Historia VIII:Catalina de Médicis
El hermano de Francisco II, Carlos IX, le sucedió cuando no tenía más que diez años. Su madre, Catalina de Médicis, tomó las riendas del gobierno. Era italiana, de la familia de los Médicis de Florencia. Contaba a la sazón más de cuarenta años, era gruesa, bastante fea, el cutis demasiado moreno, ojos grandes redondos y los labios abultados. Era aficionada a los ricos trajes y a los libros bellos, y gastaba gruesas sumas. Escribía mucho, sus cartas se leían con mucha dificultad, y están escritas en un francés que tiene mezcla de italiano y sin ortografía. Decía por ejemplo: «Je souys si troublée que je ne sé que je souys». No podía trabajar con regularidad.
Catalina estuvo apartada del gobierno de su marido, luego por los Guisas. María Estuardo la despreciaba. «No seréis nunca, la dijo un día, más que la hija de un mercader». Pero cuando asumió el poder, se vio que era ambiciosa y amiga de mandar. Trató de dominar por la astucia, a la manera de los italianos de la época. Mentía sin el menor escrúpulo, y cuando le era echada en cara una de sus mentiras, no hacía más que reír.
____
■ PROBLEMA
Reproduzca textualmente el pasaje del texto sobre Catalina de Médicis que empieza con "Historia VIII:Catalina de" y continúa hasta "trabajar con regularidad.".

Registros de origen
____
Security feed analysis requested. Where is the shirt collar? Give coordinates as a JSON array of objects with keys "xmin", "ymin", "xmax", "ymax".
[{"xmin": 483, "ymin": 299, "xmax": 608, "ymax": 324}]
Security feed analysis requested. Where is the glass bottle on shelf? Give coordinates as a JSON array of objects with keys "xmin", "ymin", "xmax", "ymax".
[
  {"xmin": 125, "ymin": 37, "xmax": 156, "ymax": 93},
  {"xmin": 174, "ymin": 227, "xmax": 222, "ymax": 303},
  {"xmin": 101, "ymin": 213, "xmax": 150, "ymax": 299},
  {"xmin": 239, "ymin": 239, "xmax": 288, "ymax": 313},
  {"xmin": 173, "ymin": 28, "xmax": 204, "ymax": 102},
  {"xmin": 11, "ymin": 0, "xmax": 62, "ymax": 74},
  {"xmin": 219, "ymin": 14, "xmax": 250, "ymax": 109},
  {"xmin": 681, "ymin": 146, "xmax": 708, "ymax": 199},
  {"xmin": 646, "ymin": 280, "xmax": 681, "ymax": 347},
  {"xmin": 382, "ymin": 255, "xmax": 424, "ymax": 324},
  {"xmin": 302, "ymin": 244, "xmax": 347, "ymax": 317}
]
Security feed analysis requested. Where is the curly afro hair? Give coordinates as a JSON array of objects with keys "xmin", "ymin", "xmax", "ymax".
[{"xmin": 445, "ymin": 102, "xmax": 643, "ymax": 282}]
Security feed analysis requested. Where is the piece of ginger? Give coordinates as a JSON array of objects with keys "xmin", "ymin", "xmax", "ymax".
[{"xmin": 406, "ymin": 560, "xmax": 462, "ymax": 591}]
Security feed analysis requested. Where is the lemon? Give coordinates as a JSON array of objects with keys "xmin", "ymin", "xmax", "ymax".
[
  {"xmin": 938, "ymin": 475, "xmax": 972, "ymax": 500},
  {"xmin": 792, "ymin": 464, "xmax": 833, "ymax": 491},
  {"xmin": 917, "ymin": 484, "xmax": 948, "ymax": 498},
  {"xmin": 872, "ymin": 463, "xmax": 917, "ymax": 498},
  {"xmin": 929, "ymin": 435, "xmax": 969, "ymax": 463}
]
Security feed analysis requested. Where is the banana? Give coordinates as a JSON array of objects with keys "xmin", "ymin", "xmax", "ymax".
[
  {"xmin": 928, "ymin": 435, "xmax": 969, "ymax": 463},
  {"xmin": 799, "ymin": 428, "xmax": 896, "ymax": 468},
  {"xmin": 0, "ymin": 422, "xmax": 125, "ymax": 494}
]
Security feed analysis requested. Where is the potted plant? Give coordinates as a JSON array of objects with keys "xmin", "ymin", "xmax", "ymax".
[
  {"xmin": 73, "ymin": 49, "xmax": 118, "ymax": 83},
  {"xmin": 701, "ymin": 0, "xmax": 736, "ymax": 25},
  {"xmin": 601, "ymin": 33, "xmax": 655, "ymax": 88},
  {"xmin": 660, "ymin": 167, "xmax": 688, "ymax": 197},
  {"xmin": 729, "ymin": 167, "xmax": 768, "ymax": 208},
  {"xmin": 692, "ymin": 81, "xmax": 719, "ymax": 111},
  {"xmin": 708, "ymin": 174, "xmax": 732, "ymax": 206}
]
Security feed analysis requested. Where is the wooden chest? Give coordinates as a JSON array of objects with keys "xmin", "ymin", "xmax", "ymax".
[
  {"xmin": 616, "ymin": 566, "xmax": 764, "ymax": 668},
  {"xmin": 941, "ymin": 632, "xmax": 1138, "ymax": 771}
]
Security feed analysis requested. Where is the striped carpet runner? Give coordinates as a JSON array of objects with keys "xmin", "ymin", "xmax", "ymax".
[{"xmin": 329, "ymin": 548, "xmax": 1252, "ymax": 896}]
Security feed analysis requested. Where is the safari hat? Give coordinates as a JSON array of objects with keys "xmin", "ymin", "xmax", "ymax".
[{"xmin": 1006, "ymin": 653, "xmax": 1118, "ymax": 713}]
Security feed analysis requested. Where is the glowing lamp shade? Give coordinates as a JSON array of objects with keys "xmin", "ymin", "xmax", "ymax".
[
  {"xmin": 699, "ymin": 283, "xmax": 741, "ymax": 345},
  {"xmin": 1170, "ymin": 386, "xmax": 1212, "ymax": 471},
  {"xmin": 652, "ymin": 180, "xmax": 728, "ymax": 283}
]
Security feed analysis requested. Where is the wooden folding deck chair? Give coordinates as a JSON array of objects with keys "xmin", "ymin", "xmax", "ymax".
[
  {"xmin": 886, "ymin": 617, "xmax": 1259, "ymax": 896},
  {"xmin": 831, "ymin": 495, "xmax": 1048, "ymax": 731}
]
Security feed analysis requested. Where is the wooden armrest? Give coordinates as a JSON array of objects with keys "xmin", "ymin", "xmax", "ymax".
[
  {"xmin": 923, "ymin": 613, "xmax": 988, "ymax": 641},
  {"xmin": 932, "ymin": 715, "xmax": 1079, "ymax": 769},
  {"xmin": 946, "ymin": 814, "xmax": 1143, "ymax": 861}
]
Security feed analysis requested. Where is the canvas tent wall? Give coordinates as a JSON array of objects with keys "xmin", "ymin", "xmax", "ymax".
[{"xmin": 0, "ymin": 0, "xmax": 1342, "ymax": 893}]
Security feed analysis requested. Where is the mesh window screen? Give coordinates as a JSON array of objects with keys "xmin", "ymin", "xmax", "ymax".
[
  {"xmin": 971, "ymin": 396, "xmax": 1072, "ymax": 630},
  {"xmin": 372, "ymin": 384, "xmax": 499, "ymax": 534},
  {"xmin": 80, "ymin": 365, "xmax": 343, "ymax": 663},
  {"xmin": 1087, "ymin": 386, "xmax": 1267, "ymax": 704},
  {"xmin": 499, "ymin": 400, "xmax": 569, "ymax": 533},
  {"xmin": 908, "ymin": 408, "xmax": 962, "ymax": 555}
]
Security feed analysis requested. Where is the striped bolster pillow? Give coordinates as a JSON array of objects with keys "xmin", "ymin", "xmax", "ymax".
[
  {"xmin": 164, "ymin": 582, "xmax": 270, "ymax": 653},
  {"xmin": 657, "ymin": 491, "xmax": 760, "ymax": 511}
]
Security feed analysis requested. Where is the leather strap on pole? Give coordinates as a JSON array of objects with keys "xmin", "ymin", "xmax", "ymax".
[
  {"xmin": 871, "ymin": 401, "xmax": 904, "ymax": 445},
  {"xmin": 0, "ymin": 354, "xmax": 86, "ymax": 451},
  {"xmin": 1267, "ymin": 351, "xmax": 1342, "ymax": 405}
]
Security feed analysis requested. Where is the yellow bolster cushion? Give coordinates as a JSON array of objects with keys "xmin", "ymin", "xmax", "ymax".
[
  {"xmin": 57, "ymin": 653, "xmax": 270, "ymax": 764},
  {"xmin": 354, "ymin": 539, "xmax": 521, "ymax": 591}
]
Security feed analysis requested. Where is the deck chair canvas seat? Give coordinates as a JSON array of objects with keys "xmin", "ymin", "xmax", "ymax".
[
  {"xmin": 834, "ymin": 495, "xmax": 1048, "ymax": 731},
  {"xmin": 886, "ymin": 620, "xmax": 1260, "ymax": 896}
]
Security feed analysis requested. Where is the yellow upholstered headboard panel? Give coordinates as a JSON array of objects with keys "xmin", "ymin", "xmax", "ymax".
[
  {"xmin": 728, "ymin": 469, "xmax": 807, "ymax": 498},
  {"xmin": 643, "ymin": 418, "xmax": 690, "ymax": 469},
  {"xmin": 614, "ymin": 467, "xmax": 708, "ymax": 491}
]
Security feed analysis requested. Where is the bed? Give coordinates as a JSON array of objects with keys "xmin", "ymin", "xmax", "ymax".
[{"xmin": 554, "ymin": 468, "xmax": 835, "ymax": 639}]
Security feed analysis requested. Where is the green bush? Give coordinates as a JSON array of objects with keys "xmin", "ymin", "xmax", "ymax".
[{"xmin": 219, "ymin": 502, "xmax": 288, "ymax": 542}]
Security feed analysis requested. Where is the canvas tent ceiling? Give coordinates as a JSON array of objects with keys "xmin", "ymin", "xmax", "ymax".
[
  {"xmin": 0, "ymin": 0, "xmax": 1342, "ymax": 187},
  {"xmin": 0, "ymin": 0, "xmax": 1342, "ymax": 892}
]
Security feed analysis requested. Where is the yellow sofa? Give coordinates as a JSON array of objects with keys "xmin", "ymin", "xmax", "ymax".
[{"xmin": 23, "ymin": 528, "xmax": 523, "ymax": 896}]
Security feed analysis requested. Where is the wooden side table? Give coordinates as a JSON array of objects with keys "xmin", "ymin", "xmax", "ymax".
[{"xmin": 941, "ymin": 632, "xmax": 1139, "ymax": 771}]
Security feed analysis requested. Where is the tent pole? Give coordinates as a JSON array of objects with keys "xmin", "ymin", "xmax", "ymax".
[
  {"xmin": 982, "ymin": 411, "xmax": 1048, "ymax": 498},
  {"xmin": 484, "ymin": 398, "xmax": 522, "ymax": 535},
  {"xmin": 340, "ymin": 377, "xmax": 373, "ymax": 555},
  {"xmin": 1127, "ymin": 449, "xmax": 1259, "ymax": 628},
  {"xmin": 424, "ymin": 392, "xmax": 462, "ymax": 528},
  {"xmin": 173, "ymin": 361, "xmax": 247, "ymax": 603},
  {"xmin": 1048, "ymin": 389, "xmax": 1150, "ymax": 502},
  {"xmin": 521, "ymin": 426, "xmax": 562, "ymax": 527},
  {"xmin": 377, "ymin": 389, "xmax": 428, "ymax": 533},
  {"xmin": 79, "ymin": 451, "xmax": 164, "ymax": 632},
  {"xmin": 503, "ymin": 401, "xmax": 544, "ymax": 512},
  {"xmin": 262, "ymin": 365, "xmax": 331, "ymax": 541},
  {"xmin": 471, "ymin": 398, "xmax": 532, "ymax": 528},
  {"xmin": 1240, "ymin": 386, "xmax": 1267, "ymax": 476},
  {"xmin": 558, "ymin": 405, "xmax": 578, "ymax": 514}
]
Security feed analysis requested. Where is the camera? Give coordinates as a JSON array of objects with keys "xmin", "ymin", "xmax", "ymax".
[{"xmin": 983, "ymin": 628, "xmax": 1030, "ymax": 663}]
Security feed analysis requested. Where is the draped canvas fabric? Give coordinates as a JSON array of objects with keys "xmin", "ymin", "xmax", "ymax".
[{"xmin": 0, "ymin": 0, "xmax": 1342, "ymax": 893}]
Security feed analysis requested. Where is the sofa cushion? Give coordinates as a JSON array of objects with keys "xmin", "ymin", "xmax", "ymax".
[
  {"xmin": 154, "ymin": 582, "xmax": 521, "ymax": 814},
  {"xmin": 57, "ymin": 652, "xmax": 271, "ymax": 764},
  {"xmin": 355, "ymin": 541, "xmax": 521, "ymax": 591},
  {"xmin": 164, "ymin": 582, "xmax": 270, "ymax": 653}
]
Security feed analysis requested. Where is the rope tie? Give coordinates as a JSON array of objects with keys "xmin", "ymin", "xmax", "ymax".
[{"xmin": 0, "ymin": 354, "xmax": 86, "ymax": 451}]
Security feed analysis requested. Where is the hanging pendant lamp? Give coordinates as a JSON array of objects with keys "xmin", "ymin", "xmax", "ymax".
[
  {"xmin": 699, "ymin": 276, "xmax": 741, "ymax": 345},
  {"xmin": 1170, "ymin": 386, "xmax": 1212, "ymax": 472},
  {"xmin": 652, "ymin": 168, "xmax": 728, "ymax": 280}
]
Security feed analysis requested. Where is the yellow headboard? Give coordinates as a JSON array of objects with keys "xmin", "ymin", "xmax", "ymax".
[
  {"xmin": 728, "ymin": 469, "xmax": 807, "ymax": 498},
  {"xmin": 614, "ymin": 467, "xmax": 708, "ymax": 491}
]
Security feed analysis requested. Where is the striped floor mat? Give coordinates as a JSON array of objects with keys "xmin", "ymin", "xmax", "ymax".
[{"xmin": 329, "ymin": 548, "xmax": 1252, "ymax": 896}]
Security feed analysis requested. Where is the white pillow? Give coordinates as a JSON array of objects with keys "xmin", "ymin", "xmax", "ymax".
____
■ RESPUESTA
Historia VIII:Catalina de Médicis
El hermano de Francisco II, Carlos IX, le sucedió cuando no tenía más que diez años. Su madre, Catalina de Médicis, tomó las riendas del gobierno. Era italiana, de la familia de los Médicis de Florencia. Contaba a la sazón más de cuarenta años, era gruesa, bastante fea, el cutis demasiado moreno, ojos grandes redondos y los labios abultados. Era aficionada a los ricos trajes y a los libros bellos, y gastaba gruesas sumas. Escribía mucho, sus cartas se leían con mucha dificultad, y están escritas en un francés que tiene mezcla de italiano y sin ortografía. Decía por ejemplo: «Je souys si troublée que je ne sé que je souys». No podía trabajar con regularidad.